[EXERCISE OBJECTIVE]:
Transcribe word for word the section of the passage on wind-generated base power that runs from "Yesterday I used" to "that is expensive!".

[EXCERPT PROVIDED]:
[Begin]

Wind advocates point to a study by CRISTINA L. ARCHER AND MARK Z. JACOBSON
“Supplying Baseload Power and Reducing Transmission Requirements by Interconnecting Wind Farms”.
This study shows, wind advocates claim that systems of windmills, given proper grid interconnection, can supply base power. I will not dispute this conclusion, however, I do wish to point to some aspects of the Archer and Jacobson study that wind advocates often ignore, and which demonstrated that base wind power has undesirable features.
Archer and Jacobson based their model on wind data for the southwest. They chose 19 sites in Kansas, Oklahoma, New Mexico and Texas. They calculated that the average capacity factor for each site was around 0.45. Thus given the installation of a standard 1.5 MW windmill, the average output per windmill would be around 670 KWs. They were able to calculate that 79% of the time windmills from the combined sites would be able to produce at least 312 KWs, or 47% of the average output. Thus the base wind production from the 19 facility system would be .45 X .47 of the rated outputs of the 19 wind facilities or a little over 21% of rated capacity. Producing electrical energy 79% is about as good as your average coal fired steam plant. So this puts wind into the base capacity ball park. But consider how much this is going to cost.
Yesterday I used the figure of $2.5 Million per megawatt for wind costs. We would have to tack on the cost of the interconnecting grid, but we can ignore that for right now. How much would our wind base power cost? Well, if base power is 21% of rated capacity, we can get the figure by deviding the cost of rated capacity, by .21. At $2.5 million per MW, with a 1.5 MW system our wind mills will cost $3.75 million a pop. So how much is our base power going to cost us. Well $3.75 divided by .21 = $17.86 per base MW. Wow, now that is expensive!

[End]

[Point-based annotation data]
[Begin]

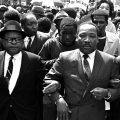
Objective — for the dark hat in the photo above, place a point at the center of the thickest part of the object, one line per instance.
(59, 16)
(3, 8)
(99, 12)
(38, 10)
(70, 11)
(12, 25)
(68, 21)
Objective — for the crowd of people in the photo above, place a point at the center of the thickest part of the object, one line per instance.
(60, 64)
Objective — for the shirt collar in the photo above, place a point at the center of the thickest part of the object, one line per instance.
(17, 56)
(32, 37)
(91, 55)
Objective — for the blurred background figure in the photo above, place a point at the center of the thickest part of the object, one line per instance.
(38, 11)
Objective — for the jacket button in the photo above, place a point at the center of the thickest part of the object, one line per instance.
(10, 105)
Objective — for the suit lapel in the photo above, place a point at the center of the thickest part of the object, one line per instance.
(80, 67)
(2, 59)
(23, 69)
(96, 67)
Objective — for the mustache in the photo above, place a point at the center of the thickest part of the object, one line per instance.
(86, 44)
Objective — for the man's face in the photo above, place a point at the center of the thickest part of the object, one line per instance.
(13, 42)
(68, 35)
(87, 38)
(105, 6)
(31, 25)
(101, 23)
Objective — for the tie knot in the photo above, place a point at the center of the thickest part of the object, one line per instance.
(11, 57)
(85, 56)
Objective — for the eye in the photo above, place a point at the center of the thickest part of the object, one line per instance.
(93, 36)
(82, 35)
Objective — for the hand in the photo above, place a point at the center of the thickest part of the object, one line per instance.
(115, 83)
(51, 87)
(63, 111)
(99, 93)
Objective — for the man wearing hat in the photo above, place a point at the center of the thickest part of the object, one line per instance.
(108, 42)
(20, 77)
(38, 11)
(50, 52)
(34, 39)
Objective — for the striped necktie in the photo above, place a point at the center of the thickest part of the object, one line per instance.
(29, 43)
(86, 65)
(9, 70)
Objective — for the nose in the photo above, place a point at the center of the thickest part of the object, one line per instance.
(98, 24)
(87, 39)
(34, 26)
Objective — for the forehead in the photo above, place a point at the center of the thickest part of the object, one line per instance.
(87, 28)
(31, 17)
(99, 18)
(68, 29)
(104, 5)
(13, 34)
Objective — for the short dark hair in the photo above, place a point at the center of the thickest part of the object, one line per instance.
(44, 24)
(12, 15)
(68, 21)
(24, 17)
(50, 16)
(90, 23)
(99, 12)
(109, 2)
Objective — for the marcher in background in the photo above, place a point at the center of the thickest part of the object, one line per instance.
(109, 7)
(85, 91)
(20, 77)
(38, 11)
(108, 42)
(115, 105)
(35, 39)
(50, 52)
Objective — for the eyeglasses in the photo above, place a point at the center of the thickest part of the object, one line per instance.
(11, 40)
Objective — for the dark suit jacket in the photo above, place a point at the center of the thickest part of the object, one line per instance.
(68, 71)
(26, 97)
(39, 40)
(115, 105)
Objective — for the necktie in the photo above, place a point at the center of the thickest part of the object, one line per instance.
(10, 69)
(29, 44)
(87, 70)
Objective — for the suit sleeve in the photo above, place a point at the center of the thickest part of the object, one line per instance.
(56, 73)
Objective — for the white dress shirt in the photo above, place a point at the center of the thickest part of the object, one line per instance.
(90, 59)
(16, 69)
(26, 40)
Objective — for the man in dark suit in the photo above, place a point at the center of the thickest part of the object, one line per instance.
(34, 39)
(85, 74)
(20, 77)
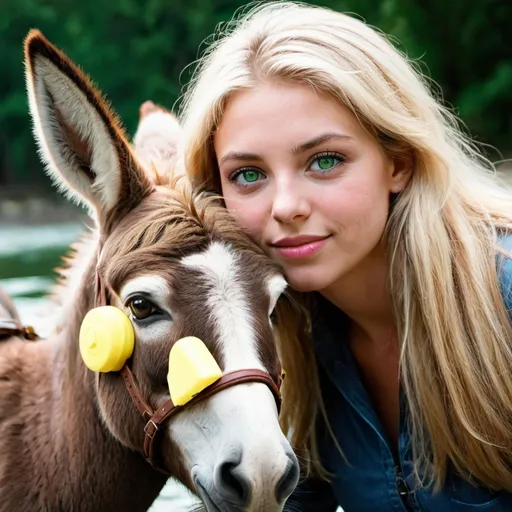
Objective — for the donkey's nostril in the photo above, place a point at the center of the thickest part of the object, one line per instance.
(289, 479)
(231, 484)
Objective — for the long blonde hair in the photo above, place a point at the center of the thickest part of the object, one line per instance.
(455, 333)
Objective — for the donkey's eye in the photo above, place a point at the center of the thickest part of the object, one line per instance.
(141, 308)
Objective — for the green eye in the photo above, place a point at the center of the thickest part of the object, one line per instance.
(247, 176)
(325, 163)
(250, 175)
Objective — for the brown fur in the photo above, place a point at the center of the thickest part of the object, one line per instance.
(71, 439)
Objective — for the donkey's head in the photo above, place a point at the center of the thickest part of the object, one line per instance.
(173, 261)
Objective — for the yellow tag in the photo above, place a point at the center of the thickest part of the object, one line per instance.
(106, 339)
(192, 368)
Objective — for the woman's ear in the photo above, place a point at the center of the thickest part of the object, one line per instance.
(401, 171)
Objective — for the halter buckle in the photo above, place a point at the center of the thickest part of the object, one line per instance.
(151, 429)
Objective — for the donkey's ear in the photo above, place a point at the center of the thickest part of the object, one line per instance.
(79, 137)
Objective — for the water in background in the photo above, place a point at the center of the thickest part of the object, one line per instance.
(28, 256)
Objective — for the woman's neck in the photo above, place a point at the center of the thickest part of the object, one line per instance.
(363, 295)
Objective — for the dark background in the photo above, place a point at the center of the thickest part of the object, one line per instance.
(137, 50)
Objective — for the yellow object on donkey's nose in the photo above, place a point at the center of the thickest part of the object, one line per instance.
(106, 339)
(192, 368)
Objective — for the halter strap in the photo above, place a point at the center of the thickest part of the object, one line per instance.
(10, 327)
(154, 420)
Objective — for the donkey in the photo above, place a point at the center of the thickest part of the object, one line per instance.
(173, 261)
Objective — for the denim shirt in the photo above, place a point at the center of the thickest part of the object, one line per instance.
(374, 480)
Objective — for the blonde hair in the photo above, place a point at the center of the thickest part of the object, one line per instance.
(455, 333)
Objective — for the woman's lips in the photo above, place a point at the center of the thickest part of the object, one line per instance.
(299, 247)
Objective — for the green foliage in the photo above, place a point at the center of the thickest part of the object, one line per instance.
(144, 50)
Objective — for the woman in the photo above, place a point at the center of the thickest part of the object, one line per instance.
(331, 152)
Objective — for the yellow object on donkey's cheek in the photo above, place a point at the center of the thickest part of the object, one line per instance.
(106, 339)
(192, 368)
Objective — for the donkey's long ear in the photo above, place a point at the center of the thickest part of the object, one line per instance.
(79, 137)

[End]

[THE RESPONSE]:
Yesterday I used the figure of $2.5 Million per megawatt for wind costs. We would have to tack on the cost of the interconnecting grid, but we can ignore that for right now. How much would our wind base power cost? Well, if base power is 21% of rated capacity, we can get the figure by deviding the cost of rated capacity, by .21. At $2.5 million per MW, with a 1.5 MW system our wind mills will cost $3.75 million a pop. So how much is our base power going to cost us. Well $3.75 divided by .21 = $17.86 per base MW. Wow, now that is expensive!